THE REQUEST: In the excerpt on the early history of gas stations, what were such facilities called west of the Rockies?

There had to be a better way, and there was—the drive-in station. The signal honor of building the first drive-in station is attributed to several different pioneers, but according to the National Petroleum News, the distinction belonged to the Automobile Gasoline Company in St. Louis in 1907. The oil trade publication reported in a small story tucked on an inside page, under the headline “Station for Autoists,” that “a new way of reaching the auto gasoline trade direct is being tried with reported success in St. Louis by the Auto Gasoline Co.” The oil man who brought the innovation to the editor’s attention had chortled and said, “Now get a good laugh out of this dump.” While the editor never personally saw the first station, he did visit Automobile Gasoline’s second station in St. Louis, and it was, in his view, truly a dump. A small tin shack housed a couple of barrels of motor oil. Outside, two old hot-water tanks were set on high brackets, with lengths of garden hose from each so as to drain the gasoline by gravity into automobile tanks. The whole operation was set on a muddy corner lot. That was pretty much what all the early stations looked like—small, cramped, dirty, ramshackle structures, equipped with one or two tanks, and barely accessible to the street via a narrow, unpaved path.

The real growth and development of the gas station did not come until the 1920s. In 1920, certainly no more than 100,000 establishments sold gasoline; fully half of them were grocery stores, general stores, and hardware stores. Few of those stores were selling gasoline a decade later. In 1929, the estimated number of retail establishments selling gasoline had grown to 300,000. Almost all of them were gas stations or garages. The number of drive-in gasoline stations, specifically, had grown from perhaps 12,000 in 1921 to about 143,000 in 1929.

The stations were everywhere—big city street corners, main streets in small towns, country crossroads. East of the Rockies, such facilities were called “filling stations”; west of the Rockies, they were known as “service stations.” And their future was heralded when, in 1921, a celebrated super station opened in Fort Worth, Texas, with eight pumps and three different approaches from the street. But California, and specifically Los Angeles, was the true incubator of the modern service station, a standard structure with huge signs, restroom facilities, canopies, landscaped grounds, and paved entrances. The standardized “cracker box” gasoline stations, pioneered by Shell, proliferated at an astonishing rate across the nation, and by the end of the 1920s, they were making money not only from gasoline sales but also from what were called “TBA”—tires, batteries, and accessories. Standard of Indiana was turning stations into grander emporiums that sold a whole range of petroleum products in addition to gasoline, from motor oil to furniture polishes to oil for sewing machines and vacuum cleaners. A new type of pump quickly became the order of the day all across the country, one in which the gasoline was forced into a glass bowl atop the pump, where it could be seen by the customer, reassuring him as to the purity of the product, before it flowed through the hose and into the fuel tank of his car.

DATASET SECTION:
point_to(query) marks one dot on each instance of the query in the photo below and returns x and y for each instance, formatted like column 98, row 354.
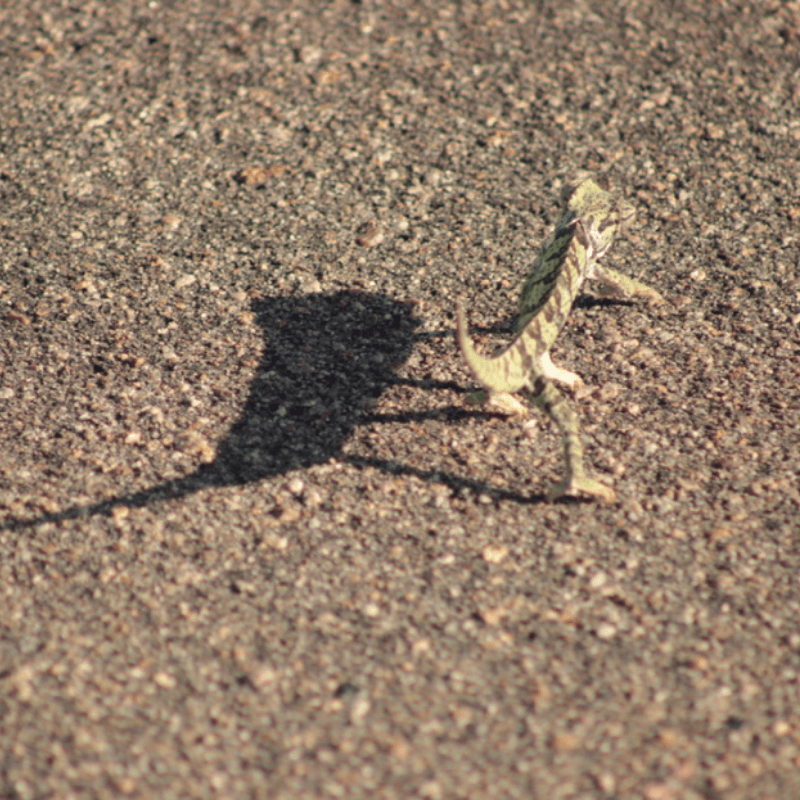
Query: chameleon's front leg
column 576, row 481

WRITTEN RESPONSE: They were known as "service stations."